_BRANO CITATO:_

Post di Maria Vittoria Faravelli, HR Learning Operation, EMEA, presso Amazon e corsista EMBA Ticinensis –
«Ostento ergo sum» sembra essere il sillogismo 2.0 a cui gli influencer si affidano sui loro canali social, un nuovo principio a cui ispirarsi quotidianamente per non cadere mai nel dimenticatoio, con buona pace del “vecchio” Cartesio.
L’ostentazione di bellezza e benessere è, per l’influencer medio, la formula alchemica da rispettare per fidelizzare gli accoliti, spettatori incantati di vite – solo apparentemente – perfette.
Influencer marketing, che cos’è
Un tempo esisteva il passaparola, come suggeriva il claim di un noto detersivo: il word of mouth costituiva una fitta rete di consigli personali, avvertimenti spassionati, che i consumatori si scambiavano tra loro sulla base dell’esperienza diretta nei confronti di un prodotto o di un servizio. Era un sistema di comunicazione che influenzava i consumi ma si dipanava su un piano puramente orizzontale, e nessuno degli attori che promuovevano o sconsigliavano un prodotto traeva profitto dall’espressione delle sue libere opinioni, svincolate da interessi economici o dalla fama personale.

_DATI FORNITI:_
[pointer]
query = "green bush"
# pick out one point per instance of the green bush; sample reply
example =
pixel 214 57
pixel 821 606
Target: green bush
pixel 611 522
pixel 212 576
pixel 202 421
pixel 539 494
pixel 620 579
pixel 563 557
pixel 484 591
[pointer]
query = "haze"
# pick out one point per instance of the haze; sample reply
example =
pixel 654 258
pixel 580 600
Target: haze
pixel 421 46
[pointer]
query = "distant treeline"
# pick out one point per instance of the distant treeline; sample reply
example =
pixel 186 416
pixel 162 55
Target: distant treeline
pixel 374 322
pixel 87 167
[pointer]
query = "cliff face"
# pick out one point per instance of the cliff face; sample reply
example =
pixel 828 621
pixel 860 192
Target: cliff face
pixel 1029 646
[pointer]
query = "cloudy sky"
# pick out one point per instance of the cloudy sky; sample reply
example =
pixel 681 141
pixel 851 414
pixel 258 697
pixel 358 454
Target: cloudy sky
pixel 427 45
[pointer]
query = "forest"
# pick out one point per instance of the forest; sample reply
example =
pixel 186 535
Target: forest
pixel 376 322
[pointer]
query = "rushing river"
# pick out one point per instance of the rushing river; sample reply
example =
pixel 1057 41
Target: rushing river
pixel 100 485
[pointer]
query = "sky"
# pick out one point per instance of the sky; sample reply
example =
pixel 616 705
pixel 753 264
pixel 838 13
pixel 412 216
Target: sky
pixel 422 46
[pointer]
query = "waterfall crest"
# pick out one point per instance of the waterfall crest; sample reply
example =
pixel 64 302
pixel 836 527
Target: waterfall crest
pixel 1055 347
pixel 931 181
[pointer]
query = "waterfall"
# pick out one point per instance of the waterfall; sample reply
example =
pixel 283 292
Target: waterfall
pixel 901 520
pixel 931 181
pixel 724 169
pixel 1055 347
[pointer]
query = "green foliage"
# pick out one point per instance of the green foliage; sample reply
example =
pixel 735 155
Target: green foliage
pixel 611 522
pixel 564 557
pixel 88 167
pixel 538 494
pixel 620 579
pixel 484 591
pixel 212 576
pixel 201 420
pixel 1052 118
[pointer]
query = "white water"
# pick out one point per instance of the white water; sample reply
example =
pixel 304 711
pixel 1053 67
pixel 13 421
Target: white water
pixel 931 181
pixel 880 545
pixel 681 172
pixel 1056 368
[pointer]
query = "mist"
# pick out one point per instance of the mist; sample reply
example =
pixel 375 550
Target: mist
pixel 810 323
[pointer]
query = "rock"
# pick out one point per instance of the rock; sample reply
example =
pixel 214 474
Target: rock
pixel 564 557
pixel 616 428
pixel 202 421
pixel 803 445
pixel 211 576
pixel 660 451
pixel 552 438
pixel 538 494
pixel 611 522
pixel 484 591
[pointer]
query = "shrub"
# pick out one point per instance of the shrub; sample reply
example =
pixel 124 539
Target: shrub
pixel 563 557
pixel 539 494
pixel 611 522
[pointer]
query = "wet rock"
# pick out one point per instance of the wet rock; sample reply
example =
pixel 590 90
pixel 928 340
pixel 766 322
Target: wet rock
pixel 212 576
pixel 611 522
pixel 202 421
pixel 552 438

_BREVE COMPITO:_
Continua il brano sull'influencer marketing a partire dall'ultima frase riportata.

_SOLUZIONE DELL'ESERCIZIO:_
Oggi, con l’avvento dei social media, le antiche dinamiche del passaparola tra consumatori si sono fatte in disparte lasciando sempre più spazio ad un sistema di suggerimenti marcatamente verticalizzato, in cui all’apice della piramide si trova l’influencer, colui che dispensa i consigli, e alla base i consumatori. Benché, in virtù del tentativo di creare un legame che appaia quanto più possibile sincero con i propri followers, gli influencer cerchino di assimilare i loro consigli al vecchio passaparola (alla stregua di amici fidati), questo processo non ha nulla a che vedere con il word of mouth perché è unidirezionale, perché una delle parti coinvolte (l’influencer) monetizza le dritte dispensate – fattore che ne inficia irrimediabilmente l’autenticità – e perché esiste una gerarchia in cui il pubblico si trova a ricoprire un ruolo puramente passivo.
Influencer marketing, come ha cambiato la strategia delle aziende
Le aziende, sulla scia di questo fenomeno nascente, hanno cavalcato l’onda ridefinendo totalmente il modo in cui possono influenzare e coinvolgere il mercato di riferimento, al punto che i piani di influencer marketing hanno assunto una rilevanza strategica per m olti web marketer.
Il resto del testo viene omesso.